* Source text *

━━━━━━

Perform a BLAST-search against proteins.
- Use the Pfam Database to screen for protein domains. (http://www.sanger.ac.uk/Pfam/)
Other sources (optional)
- Find the genomic region in the assembly of the public human genome project
(http://genome.ucsc.edu/). Use the accession number (AF001549) as a query.
- Find the genomic region in the assembly of the Celera (http://www.celera.com/)
(online registration required).
- Find gene in the Ensembl project (http://www.ensembl.org).
- Compare the gene prediction with the mRNA with the accession number:
AJ272050
Prediction of a mouse gene by homology
Sequence retrieval
- Retrieve the sequence
BB019265
- Find the sequence in GeneNest database by either
Blast or query with the AC.
- Screen the "nr" database at NCBI with
- the sequence of BB019265 (Tip: try also repeat masking)
- the consensus sequence from GeneNest
- compare the results.
- Screen the genomic "htgs" database at NCBI with
the consensus sequence from GeneNest
Gene Prediction
- Run gene prediction on a genomic sequence found with the GeneNest consensus and compare the results with the
sequences of the genes retrieved from the "nr" search.
- Cut out a region of 10 kb from the genomic sequence. Use the homologous rat gene for the
2-oxoglutarate carrier to run homology based gene prediction using Gene Wise
(
http://www.sanger.ac.uk/Software/Wise2/genewiseform.shtml)
- Compare the different gene predictions.
Alternative Splicing prediction based on EST data
For the following human EST sequences find a homologous cluster in the
GeneNest database.
Look for alternative splicing in the alignments of the consensus sequences of a cluster with
the genomic sequence at
http://splicenest.molgen.mpg.de
Optional:
- Search for ESTs by BLAST at NCBI.

━━━━━━

* Record extracts *
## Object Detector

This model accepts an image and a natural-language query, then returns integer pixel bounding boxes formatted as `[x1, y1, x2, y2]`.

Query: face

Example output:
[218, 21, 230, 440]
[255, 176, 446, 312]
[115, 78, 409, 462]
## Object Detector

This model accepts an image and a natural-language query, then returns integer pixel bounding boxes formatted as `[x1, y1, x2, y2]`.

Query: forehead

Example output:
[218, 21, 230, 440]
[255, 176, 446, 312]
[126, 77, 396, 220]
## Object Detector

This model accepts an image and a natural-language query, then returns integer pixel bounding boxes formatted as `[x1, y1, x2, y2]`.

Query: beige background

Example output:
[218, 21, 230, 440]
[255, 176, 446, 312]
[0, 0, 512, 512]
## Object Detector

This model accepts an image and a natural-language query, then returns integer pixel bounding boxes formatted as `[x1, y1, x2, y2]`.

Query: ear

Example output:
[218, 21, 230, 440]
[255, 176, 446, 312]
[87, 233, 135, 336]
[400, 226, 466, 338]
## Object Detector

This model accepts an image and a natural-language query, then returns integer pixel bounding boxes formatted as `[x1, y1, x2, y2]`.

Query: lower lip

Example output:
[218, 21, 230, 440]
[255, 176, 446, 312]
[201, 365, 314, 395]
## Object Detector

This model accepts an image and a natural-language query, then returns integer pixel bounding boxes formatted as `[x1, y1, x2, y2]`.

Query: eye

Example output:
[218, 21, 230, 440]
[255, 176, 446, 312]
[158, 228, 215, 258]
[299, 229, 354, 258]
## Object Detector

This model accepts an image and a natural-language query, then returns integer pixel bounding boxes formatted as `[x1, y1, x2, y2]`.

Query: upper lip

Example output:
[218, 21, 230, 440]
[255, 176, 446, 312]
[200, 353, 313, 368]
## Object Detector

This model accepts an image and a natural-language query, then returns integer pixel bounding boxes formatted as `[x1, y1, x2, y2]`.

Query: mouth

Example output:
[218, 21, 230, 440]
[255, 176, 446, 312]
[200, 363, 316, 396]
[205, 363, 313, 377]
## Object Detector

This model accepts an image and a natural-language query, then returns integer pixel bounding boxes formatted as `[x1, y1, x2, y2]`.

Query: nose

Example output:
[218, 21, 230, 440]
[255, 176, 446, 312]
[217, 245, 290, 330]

━━━━━━

* Problems and tasks *
1. In the bioinformatics exercise sheet, which tool is named for running homology-based gene prediction with the homologous rat gene for the 2-oxoglutarate carrier?
2. Continue the bioinformatics exercise sheet from its last line.
The rows are separate material and have nothing to do with the exercise sheet.

* Answers by task *
1. Gene Wise.

2.
- Find genomic regions (NCBI, Celera, etc.?).
- Use different gene prediction programs (do the gene predictions match to ESTs?).
- Align ESTs versus the genomic sequence using SIM4.
Analysis of tissue-specificity based on EST data
Analyze the following GeneNest EST clusters.
Which EST clusters may reflect tissue-specific genes/transcripts ?
Which tissues are most important for each cluster ?
- Hs75527

5 splice variants
- Hs90005

mainly expressed in brain; RNA is incomplete; internal poly A
- Hs1852

mainly expressed in breast, prostate; compare with RNA annotation
- Hs572

mainly expressed in liver, bladder; alternative splicing ?
- Hs1815

mainly expressed in eye, muscle; alternative splicing ?
- Hs2062

expressed in several tissues, thyroid only as tumor
- Hs3132

mainly expressed in brain, adrenal gland; alternative splicing
- Hs21

mainly expressed in pancreas, contig 4: muscle; difference based on a single EST (AW409991)
Promotor recognition (optional)
Retrieve the Sequence for the human c-myc oncogene
(Accession Number: D10493)
the promoter around position 2300
- Use the transfac database (http://transfac.gbf.de/TRANSFAC/)
to get the promoter description. Alternatively, SRS can be used. Use search to find the c-myc gene.
- Use the Matinspector program to search
in a 1000 bp window around the promotor region for potenitial transcription factor binding sites.